I don’t know when it was decided that comic book movie blockbusters were required to have multiple villains in them; I’m guessing it was during pre-production of Batman Returns when someone realized that more people would pay to see Michelle Pfeiffer in a leather catsuit than would be willing to see Danny DeVito dressed like a penguin. Good call there, but it set a bad precedent, and they really need to cut that shit out.
The biggest problem with Spider-Man 3 — there are way more characters than the movie can handle — is so obvious I can’t believe that they just didn’t realize it during the production. It’s more likely that somebody at Sony-Columbia or Marvel (or maybe it was even Sam Raimi himself) decided that there was so much money riding on the movie, they’d better cram as much as they could into it. Of course, the end result is a muddled mess that’s getting pummeled in the reviews.
It’s actually kind of a shame the movie’s getting such bad word of mouth, because it’s really not that bad. Or at least, for every bad thing it does (emo Peter Parker, hyperactive pacing, and it’s about an hour too long); it does something else well (disco Peter Parker, Bruce Campbell and Stan Lee’s cameos, and insistence on keeping the goofy character-development stuff). The action scenes are really well thought out and choreographed and are suitably over the top. But the editing is confusing and the effects seem rushed, so it all cancels out. I actually liked the big team-up scenes during the finale, but it took such a long time to set them up, it robbed them of any emotional value. Everything seems like it was better in concept than it is in execution.
For all the big movie franchise bloat, it definitely still feels like a Sam Raimi movie, and a Marvel comic (for better or worse). I don’t want to contradict Kirsten Dunst or anything, but the person keeping these things from being total flops is Sam Raimi. I don’t buy into the whole auteur theory, but the scenes that really work in the Spider-Man franchise are the ones that have the mark of Raimi’s style. In Spider-Man 2, it was Doc Octopus’s awakening in the hospital, filmed in full-on Evil Dead-style.

--------------------------------

(Exercise tasks)
(1) For each statement below, say whether the Spider-Man 3 review agrees with it (yes or no), and quote the words from the review that decide it. (a) The reviewer considers Spider-Man 3 a complete failure with nothing good in it. (b) The reviewer counts the Bruce Campbell and Stan Lee cameos among the movie's strengths. (c) The reviewer subscribes to the auteur theory.
(2) Turn the paragraph of the Spider-Man 3 review beginning "It’s actually kind of a shame" into a bulleted list that keeps its main points.
(3) Write the next part of the Spider-Man 3 review, picking up after its final sentence.

(Records from a data collection)
--------------------------------

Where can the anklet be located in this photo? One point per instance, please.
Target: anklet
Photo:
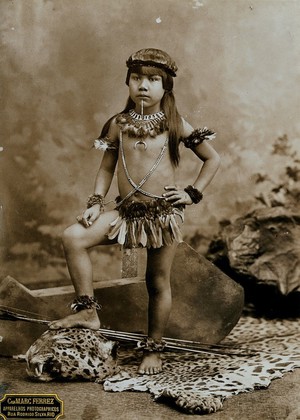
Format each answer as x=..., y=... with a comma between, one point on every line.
x=149, y=344
x=84, y=302
x=95, y=199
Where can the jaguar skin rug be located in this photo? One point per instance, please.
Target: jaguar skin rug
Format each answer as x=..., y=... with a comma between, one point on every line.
x=199, y=383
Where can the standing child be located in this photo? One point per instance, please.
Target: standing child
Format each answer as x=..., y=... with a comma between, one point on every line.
x=144, y=140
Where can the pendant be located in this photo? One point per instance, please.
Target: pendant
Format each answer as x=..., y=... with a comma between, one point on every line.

--------------------------------

(Answers for the tasks)
(1)
(a) No: "it’s really not that bad."
(b) Yes: "it does something else well (disco Peter Parker, Bruce Campbell and Stan Lee’s cameos, and insistence on keeping the goofy character-development stuff)."
(c) No: "I don’t buy into the whole auteur theory."

(2)
- The bad word of mouth is a shame because the movie isn't really that bad.
- Weaknesses: emo Peter Parker, hyperactive pacing, and a running time about an hour too long.
- Strengths: disco Peter Parker, the Bruce Campbell and Stan Lee cameos, and the goofy character-development material.
- The action scenes are well thought out, well choreographed and suitably over the top.
- Confusing editing and rushed-looking effects cancel out those strengths.
- The finale's team-up scenes were enjoyable but took so long to set up that they lost their emotional value.
- Overall, the movie seems better in concept than in execution.

(3)
And in this one, it’s the insistence that Peter Parker is, above everything else, a total nerd. I know enough about Marvel comics to know the story about the black suit and the alien symbiote, and I’d read reports that Spider-Man 3 has a subplot (one of 1000, as it turns out) where Parker starts acting like a total dick while under the influence of the suit. I was fearing the worst, but as it turns out, those are some of the best moments of the movie. Simply because Sam Raimi and Tobey Maguire are completely unafraid of looking stupid. So he takes advantage of women by insisting they make him milk and cookies, he sasses back to his professor, he struts down New York streets to a funk soundtrack only he can hear, and the worst offense of all — he steals the spotlight from Mary Jane by using his spider powers for an elaborate jazz dance routine. I’m sure if I were a 12-year-old who’d been looking forward to a big action movie, I would’ve thought it was “lame” or even “gay,” but I was loving it.
Clearly, there was a force fighting to keep the good, goofy fun in the movie. So why couldn’t they have fought to save Venom for part 4, and keep this movie down to a manageable cast? If you need to sell cool black-suit action figures, one of my friends had the perfect suggestion — introduce that stuff for the final showdown against Sandman, and then save the full story for the (inevitable) sequel.
Ah well, maybe the sequel will just focus on the Lizard, since they’ve had the guy sitting around for two movies now. If they’ve got to add somebody else, I vote for Kraven the Hunter, just because of the costume. Who wouldn’t want to see somebody having to wear that in a live action movie? I respectfully suggest Bruce Campbell to play him.
And my favorite line of Spider-Man 3: when the cops first spot Thomas Hayden Church as Sandman, and one of them says, “Hey, that’s that guy from the prison break.” Just because it sets up the obvious response: “No, that’s that guy from the ‘Wings.’ ‘Prison Break’ is a different show.”